TEXT EXCERPT –

##########

And listen to the pathological liars again: “The NDC believes that it is the business of the state, both directly and indirectly, to create jobs for the people, particularly the youth. The NDC strategic objective is to provide EVERY GHANAIAN [emphasis mine] with a job from which they can earn their livelihood.” They wrote this on page 60 of their manifesto. If indeed, they have been able to provide EVERY GHANAIAN with a job, “directly or indirectly”, why do we have the Unemployed Graduates Association in this country? For the past six years that the NDC has been in power, unemployment has skyrocketed and if you, my dear reader who is an NDC supporter, thinks in a matter of two years this promise will come to pass, then you need to wake up from your slumber.

“The NDC will mobilise additional external resources to be able to expand and improve the quality of the School Feeding Programme to cover ALL PRIMARY SCHOOLS COUNTRYWIDE” (emphasis mine).This was what they told us in their manifesto. Today, apart from the fact that caterers have not been paid for the past one year after crediting food to be cooked for our children, the number of primary schools enjoying the School Feeding Programme have reduced, and the quality is nothing good to write home about.

As at the time the NDC liars were writing their manifesto, the country was facing some challenges as far as the provision of potable water and filth in the capital city were concerned. Those were the days the opposition NDC coined the phrase: “Kufuor Gallon.” The Kufuor administration tried so much to curb the menace, but much as the government tried, the filth will not go and provision of water was a problem. In order to hoodwink Ghanaians, the NDC wrote in their manifesto that when voted into power, “an NDC government will end the perennial water crisis and the troubling filth of our communities and cities by significantly expanding and upgrading water and sanitation infrastructure.” It has been six years since this promise was made. For the first time in the political history of this country, it had to take a whole Vice President of the Republic to visit refuse dump sites with the city’s Mayor. When I saw Mr Amissah Arthur on television the other day inspecting filth in Accra, I added “Tankas” (Town Councillor) to his name.

##########

RECORDS –
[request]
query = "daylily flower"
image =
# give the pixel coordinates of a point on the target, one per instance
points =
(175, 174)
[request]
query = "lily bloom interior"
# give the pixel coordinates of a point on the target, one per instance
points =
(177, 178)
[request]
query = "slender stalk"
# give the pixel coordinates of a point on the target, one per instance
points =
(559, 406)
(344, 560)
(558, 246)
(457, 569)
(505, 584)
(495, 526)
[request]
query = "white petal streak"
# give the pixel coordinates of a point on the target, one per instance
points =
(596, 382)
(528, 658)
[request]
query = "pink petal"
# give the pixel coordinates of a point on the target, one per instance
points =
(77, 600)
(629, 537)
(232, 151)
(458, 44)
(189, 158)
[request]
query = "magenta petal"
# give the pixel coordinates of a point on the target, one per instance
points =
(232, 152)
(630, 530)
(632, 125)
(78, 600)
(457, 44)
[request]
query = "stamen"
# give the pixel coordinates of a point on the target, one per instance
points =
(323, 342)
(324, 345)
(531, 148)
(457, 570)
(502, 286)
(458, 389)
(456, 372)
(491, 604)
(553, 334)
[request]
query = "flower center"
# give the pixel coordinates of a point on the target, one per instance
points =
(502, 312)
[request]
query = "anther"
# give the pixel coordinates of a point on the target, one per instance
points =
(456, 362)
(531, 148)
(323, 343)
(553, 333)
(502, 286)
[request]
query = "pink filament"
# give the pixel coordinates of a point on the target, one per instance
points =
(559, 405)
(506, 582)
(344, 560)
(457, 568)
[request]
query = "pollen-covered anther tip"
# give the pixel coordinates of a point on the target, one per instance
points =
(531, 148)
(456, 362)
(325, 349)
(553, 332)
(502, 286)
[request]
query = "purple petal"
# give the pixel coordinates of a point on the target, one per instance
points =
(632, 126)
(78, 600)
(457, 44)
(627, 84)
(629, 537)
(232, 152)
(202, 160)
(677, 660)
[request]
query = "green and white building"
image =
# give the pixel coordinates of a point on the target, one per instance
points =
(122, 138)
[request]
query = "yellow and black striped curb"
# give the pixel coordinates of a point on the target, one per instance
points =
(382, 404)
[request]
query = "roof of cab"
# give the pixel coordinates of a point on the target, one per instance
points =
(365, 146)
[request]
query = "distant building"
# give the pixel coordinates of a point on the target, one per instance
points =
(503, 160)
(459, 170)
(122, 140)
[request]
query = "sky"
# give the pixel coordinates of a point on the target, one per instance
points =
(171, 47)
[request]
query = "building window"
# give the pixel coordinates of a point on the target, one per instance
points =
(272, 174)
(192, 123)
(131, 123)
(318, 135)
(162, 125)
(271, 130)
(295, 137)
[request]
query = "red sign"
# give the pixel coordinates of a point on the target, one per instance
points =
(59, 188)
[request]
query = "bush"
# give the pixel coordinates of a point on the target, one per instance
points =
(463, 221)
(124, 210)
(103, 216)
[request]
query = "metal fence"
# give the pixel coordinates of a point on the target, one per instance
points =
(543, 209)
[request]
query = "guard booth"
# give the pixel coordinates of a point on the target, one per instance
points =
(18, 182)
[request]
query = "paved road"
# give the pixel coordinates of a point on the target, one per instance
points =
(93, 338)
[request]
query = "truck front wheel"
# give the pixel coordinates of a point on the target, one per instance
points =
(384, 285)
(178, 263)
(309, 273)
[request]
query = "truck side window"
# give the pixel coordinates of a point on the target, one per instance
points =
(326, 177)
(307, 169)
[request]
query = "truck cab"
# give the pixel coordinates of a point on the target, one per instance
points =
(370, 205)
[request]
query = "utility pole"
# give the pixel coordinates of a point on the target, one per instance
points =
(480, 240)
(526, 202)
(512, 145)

##########

WHAT IS EXPECTED – In the text on the NDC manifesto, what phrase does the writer say the opposition NDC coined when the country faced water and filth problems?

ANSWER AREA – "Kufuor Gallon"